* **STATED EXERCISE**:
Copy every line of the listing below verbatim, preserving each character, number, and bracket unchanged.

* **ENTRIES SUPPLIED**:

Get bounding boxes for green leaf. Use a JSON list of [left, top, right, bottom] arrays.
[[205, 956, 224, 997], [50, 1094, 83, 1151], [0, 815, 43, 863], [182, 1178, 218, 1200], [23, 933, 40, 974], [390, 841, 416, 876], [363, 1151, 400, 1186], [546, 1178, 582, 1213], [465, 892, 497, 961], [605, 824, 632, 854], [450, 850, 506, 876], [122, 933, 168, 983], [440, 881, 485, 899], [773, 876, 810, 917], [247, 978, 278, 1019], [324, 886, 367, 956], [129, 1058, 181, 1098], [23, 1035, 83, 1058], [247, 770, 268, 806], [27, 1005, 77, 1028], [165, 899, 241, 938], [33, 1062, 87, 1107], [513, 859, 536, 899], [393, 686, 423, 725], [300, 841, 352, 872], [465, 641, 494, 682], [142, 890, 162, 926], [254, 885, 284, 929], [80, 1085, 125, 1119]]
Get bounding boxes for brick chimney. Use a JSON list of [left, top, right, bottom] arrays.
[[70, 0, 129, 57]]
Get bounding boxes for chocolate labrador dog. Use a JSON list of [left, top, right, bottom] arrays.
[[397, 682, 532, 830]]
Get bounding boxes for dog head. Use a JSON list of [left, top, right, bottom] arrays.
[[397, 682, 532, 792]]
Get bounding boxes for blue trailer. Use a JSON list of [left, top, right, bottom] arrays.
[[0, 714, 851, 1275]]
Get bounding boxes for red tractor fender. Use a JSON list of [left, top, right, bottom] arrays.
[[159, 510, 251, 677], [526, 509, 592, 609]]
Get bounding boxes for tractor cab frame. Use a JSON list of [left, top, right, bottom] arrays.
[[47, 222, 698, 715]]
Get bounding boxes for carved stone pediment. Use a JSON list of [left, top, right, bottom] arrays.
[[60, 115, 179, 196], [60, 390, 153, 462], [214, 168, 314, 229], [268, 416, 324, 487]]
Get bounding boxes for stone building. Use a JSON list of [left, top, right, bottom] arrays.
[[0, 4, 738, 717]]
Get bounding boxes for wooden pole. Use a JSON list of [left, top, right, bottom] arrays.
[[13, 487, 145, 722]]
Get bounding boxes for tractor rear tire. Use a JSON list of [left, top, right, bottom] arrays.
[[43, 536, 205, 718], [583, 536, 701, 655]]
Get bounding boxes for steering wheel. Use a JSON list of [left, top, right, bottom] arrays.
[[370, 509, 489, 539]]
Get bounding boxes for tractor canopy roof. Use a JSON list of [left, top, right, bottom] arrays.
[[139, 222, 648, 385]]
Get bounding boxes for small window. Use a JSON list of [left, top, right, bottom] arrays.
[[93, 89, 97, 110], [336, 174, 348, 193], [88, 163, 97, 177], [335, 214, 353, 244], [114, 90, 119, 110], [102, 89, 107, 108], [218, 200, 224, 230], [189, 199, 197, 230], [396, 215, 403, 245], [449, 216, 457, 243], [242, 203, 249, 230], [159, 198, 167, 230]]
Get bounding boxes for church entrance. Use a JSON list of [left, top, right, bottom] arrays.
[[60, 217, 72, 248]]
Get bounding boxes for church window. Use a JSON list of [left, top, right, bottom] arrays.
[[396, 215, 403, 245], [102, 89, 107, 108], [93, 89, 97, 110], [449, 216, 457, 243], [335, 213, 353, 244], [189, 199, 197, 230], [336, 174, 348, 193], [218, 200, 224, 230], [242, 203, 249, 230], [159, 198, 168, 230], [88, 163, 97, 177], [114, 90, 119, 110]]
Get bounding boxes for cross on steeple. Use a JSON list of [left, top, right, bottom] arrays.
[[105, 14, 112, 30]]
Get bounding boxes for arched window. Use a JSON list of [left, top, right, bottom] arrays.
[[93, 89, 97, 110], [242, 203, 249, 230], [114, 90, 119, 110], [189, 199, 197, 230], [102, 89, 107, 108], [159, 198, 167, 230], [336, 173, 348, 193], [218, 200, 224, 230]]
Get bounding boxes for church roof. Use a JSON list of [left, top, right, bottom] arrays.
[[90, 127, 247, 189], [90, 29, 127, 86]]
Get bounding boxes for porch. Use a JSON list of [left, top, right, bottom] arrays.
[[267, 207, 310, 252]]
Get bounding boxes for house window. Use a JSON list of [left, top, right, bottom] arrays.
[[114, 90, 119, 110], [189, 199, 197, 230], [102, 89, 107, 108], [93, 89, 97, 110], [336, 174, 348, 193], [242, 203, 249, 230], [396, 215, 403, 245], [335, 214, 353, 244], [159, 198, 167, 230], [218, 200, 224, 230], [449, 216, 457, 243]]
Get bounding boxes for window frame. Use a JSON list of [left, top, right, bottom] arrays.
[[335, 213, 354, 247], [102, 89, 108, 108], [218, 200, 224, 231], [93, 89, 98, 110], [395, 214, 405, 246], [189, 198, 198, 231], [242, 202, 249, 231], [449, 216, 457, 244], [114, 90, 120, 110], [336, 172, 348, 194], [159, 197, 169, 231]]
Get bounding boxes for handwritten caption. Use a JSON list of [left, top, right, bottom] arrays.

* **ANSWER TO THE TASK**:
Get bounding boxes for green leaf. Use a JSON list of [left, top, right, bottom] arrays.
[[205, 956, 224, 997], [50, 1094, 83, 1151], [0, 815, 43, 863], [182, 1178, 218, 1200], [23, 933, 40, 974], [390, 841, 416, 876], [363, 1151, 400, 1186], [546, 1178, 582, 1213], [465, 892, 497, 961], [605, 824, 632, 854], [450, 850, 506, 876], [122, 933, 168, 983], [440, 881, 485, 899], [773, 876, 810, 917], [247, 978, 278, 1019], [324, 886, 367, 956], [129, 1058, 181, 1098], [23, 1035, 83, 1058], [247, 770, 268, 806], [27, 1005, 77, 1028], [165, 899, 241, 938], [33, 1062, 87, 1107], [513, 859, 536, 899], [393, 686, 423, 725], [300, 841, 352, 872], [465, 641, 494, 682], [142, 890, 162, 926], [254, 885, 284, 929], [80, 1085, 125, 1119]]
Get bounding boxes for brick chimney. Use a JSON list of [left, top, right, bottom] arrays.
[[70, 0, 129, 57]]
Get bounding boxes for chocolate labrador dog. Use a JSON list of [left, top, right, bottom] arrays.
[[397, 682, 532, 830]]
Get bounding boxes for dog head. Use a JSON list of [left, top, right, bottom] arrays.
[[397, 682, 532, 792]]
Get bounding boxes for blue trailer. Use a JSON list of [left, top, right, bottom] arrays.
[[0, 714, 851, 1275]]
Get bounding boxes for red tractor fender. Use a JSON list of [left, top, right, bottom] arrays.
[[159, 510, 251, 677], [526, 509, 592, 609]]
Get bounding boxes for tractor cab frame. Use a JSON list of [left, top, right, bottom] arrays.
[[47, 222, 698, 715]]
Get bounding boxes for carved stone pediment. Use a JSON list of [left, top, right, bottom] arrays.
[[60, 115, 179, 196], [60, 390, 153, 462], [214, 168, 314, 229], [268, 416, 324, 487]]
Get bounding boxes for stone building. Use a JSON list of [left, top, right, bottom] arrays.
[[0, 4, 738, 717]]
Get bounding boxes for wooden pole. Use a JSON list of [left, top, right, bottom] arrays.
[[13, 487, 145, 722]]
Get bounding boxes for tractor rear tire. Use a JSON list of [left, top, right, bottom] arrays.
[[43, 536, 205, 718], [583, 536, 701, 655]]
Get bounding boxes for steering wheel. Use a JSON list of [left, top, right, bottom] arrays.
[[370, 509, 489, 539]]
Get bounding boxes for tractor canopy roof. Use a JSON list of [left, top, right, bottom] arrays.
[[139, 222, 648, 385]]
Get bounding boxes for small window. Use a JSON list of [left, top, right, bottom] arrays.
[[93, 89, 97, 110], [336, 174, 348, 193], [88, 163, 97, 177], [335, 214, 353, 244], [114, 90, 119, 110], [102, 89, 107, 108], [218, 200, 224, 230], [189, 199, 197, 230], [396, 215, 403, 245], [449, 216, 457, 243], [242, 203, 249, 230], [159, 198, 167, 230]]
Get bounding boxes for church entrance. Use a JSON list of [left, top, right, bottom] arrays.
[[60, 217, 72, 248]]
Get bounding boxes for church window. Use a JSON list of [left, top, right, bottom] arrays.
[[396, 215, 403, 245], [102, 89, 107, 108], [93, 89, 97, 110], [449, 216, 457, 243], [335, 213, 353, 244], [189, 199, 197, 230], [336, 174, 348, 193], [218, 200, 224, 230], [242, 203, 249, 230], [159, 198, 168, 230], [88, 163, 97, 177], [114, 90, 119, 110]]
Get bounding boxes for cross on steeple. Use a JSON list of [left, top, right, bottom] arrays.
[[105, 14, 112, 30]]
Get bounding boxes for arched window. Use a JSON list of [left, top, right, bottom] arrays.
[[93, 89, 97, 110], [242, 203, 249, 230], [114, 90, 119, 110], [189, 199, 197, 230], [102, 89, 107, 108], [159, 198, 167, 230], [336, 173, 348, 193], [218, 200, 224, 230]]
Get bounding boxes for church roof. Use a JSON list of [left, top, right, bottom] arrays.
[[90, 127, 247, 189], [90, 29, 127, 86]]
Get bounding boxes for porch. Use a JSON list of [left, top, right, bottom] arrays.
[[267, 207, 310, 252]]
Get bounding boxes for house window. Use a JSON list of [left, top, right, bottom] arrays.
[[114, 90, 119, 110], [189, 199, 197, 230], [102, 89, 107, 108], [93, 89, 97, 110], [336, 174, 348, 193], [242, 203, 249, 230], [396, 215, 403, 245], [335, 214, 353, 244], [159, 198, 167, 230], [218, 200, 224, 230], [449, 216, 457, 243]]
Get bounding boxes for window frame. Use a JSON list of [left, top, right, bottom] arrays.
[[335, 213, 354, 247], [102, 89, 108, 108], [218, 200, 224, 231], [93, 89, 98, 110], [395, 214, 405, 246], [189, 198, 198, 231], [242, 202, 249, 231], [449, 216, 457, 244], [114, 90, 120, 110], [336, 172, 348, 194], [159, 197, 169, 231]]
Get bounding boxes for handwritten caption. Use a JSON list of [left, top, right, bottom] arrays.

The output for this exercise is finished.